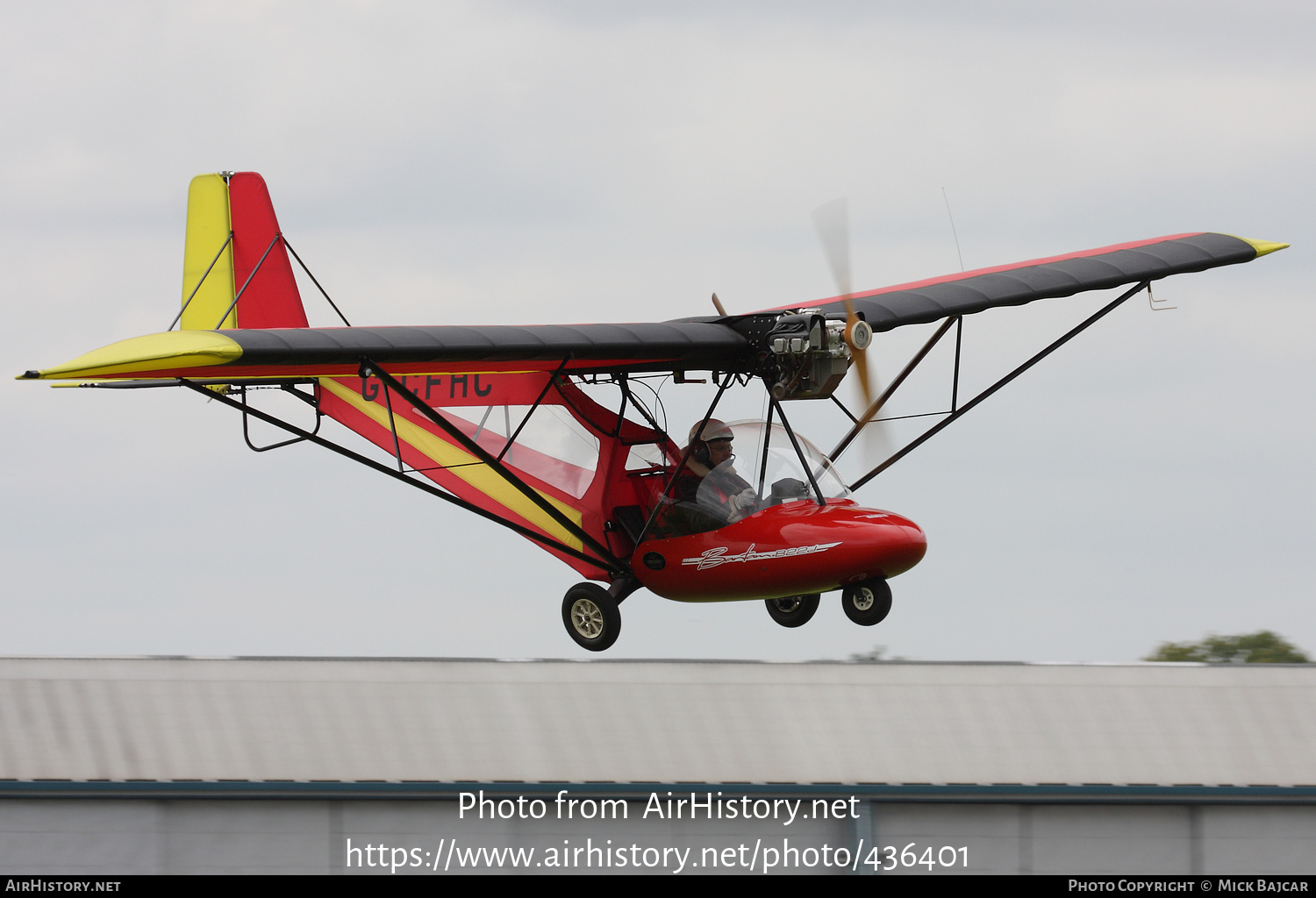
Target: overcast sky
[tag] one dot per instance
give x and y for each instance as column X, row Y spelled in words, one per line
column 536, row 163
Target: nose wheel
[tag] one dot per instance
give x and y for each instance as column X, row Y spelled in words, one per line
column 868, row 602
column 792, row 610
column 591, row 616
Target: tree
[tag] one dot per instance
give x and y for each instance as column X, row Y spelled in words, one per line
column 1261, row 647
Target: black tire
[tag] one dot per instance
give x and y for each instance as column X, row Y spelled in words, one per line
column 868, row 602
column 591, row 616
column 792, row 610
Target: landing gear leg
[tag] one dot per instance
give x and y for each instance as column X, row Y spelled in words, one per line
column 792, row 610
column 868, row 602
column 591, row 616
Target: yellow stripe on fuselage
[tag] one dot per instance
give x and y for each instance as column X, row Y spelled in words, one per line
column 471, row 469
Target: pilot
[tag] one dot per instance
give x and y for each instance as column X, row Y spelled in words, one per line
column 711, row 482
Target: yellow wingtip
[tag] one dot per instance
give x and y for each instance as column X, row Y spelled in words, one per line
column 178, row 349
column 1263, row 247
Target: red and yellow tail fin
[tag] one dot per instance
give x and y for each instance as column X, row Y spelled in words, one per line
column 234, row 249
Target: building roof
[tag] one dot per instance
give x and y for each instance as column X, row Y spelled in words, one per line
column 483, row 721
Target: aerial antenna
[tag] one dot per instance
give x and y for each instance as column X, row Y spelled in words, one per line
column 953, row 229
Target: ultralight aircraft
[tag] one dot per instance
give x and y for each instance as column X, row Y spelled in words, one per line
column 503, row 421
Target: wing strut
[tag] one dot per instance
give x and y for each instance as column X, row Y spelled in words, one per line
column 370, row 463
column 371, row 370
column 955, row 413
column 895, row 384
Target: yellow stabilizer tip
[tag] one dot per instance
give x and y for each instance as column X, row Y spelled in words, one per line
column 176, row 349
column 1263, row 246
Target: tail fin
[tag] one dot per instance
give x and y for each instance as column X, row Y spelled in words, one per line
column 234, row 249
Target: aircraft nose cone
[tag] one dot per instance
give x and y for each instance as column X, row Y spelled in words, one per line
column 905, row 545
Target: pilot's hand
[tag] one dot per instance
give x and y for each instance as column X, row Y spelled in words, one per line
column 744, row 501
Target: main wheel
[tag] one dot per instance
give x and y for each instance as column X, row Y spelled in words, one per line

WRITTEN REQUEST: Transcribe the listing above verbatim. Omit the pictures.

REPLY:
Target: overcast sky
[tag] one dot per instance
give x and y for each instance as column X, row Y spelled in words, one per line
column 536, row 163
Target: nose wheel
[tag] one dot per instance
give x and y for each instance as column X, row Y spelled in words, one per line
column 868, row 602
column 792, row 610
column 591, row 616
Target: tree
[tag] one dot per instance
give x and y for each instance as column X, row Y spelled in words, one per line
column 1261, row 647
Target: black tire
[tag] one dot per instance
give x and y for each instance as column X, row Y spelled in words, one per line
column 868, row 602
column 591, row 616
column 792, row 610
Target: landing gear leg
[tag] one dot per instance
give x and y for each instance as column X, row Y spelled in words, one per line
column 792, row 610
column 868, row 602
column 591, row 616
Target: yellow stripe on fuselage
[tag] one dot per instance
give x and y for each instance as column X, row Y spelled in words, one per line
column 471, row 469
Target: pilot
[tag] one dot per instance
give x and y for each instance as column X, row Y spelled in words, one per line
column 711, row 482
Target: yellow wingtip
[tag] one dot per instance
give x and y for each instance as column X, row Y spelled in words, one per line
column 178, row 349
column 1263, row 247
Target: red and yellow tail fin
[tag] one dot per instance
give x and y for each instance as column X, row Y spelled in words, one per line
column 234, row 249
Target: building roof
[tag] one dot per instance
give x and y for each instance as column X, row Y spelled in words, one per line
column 483, row 721
Target: aerial antenna
[tag] one dot per instance
give x and y for each instance as column X, row Y spelled in words, one per line
column 953, row 229
Target: ultralight aircraft
[tag] one dot per instance
give x and y for each instance as column X, row Y spelled in words, one per line
column 503, row 421
Target: wing strut
[tag] one dot per instance
give x and y for each instance as column X, row Y spelled in words, one per line
column 370, row 463
column 371, row 370
column 955, row 413
column 895, row 384
Target: yellow stabilizer tip
[tag] one dot per instance
give x and y for each instance as column X, row Y spelled in words, one per line
column 176, row 349
column 1263, row 246
Target: tail fin
[tag] one dot per instance
give x and y for each instance as column X, row Y spelled in words, one per line
column 234, row 249
Target: aircraft nose cone
[tag] one dot per instance
give x and y for each instance as column X, row Y spelled in words, one per line
column 905, row 545
Target: pilot's hand
[tag] one dot per instance
give x and y for each instance as column X, row Y spelled in words, one per line
column 744, row 501
Target: main wheel
[tag] one dot per instance
give x and y for each instance as column X, row Y spelled in words, one per line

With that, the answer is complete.